:: EXERCISE ::
Reproduce everything from the line containing "Reviewer note: every instance of the thin" down to the line containing "column 251, row 217", and swap "Target" for "Label" while leaving everything else unchanged.

:: GIVEN DATA ::

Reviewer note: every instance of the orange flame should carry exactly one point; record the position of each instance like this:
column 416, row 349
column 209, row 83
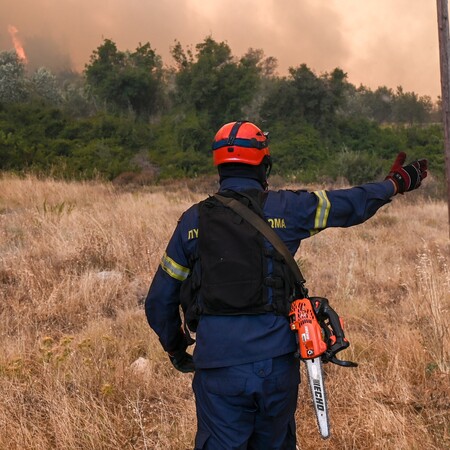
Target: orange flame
--
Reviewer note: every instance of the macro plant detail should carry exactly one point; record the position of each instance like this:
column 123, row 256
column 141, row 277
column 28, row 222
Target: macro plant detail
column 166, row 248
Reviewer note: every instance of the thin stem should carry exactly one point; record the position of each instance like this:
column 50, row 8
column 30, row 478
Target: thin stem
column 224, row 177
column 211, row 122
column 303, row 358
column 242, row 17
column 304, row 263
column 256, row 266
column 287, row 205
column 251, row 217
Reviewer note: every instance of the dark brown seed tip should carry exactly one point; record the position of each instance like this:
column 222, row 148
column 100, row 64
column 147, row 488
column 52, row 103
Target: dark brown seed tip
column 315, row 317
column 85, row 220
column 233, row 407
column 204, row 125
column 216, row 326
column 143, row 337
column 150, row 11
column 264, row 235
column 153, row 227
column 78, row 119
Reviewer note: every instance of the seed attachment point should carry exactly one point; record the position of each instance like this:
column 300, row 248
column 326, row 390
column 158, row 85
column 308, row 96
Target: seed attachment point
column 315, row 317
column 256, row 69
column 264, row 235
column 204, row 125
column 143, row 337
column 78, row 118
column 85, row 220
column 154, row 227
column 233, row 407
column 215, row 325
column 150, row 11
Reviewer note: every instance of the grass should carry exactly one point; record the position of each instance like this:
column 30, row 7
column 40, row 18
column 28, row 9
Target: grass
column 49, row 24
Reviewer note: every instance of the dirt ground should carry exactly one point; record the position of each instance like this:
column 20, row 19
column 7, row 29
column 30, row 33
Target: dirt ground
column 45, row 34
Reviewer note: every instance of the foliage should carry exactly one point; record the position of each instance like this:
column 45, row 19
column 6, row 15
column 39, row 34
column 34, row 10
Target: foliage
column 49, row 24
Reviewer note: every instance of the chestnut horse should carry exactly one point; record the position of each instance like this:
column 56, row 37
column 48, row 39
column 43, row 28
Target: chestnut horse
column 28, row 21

:: REPLY ::
Reviewer note: every instance of the thin stem should carry exactly one point; record the position of each instance like this:
column 50, row 8
column 30, row 478
Label: thin stem
column 224, row 177
column 211, row 122
column 303, row 358
column 242, row 17
column 304, row 263
column 256, row 266
column 287, row 205
column 251, row 217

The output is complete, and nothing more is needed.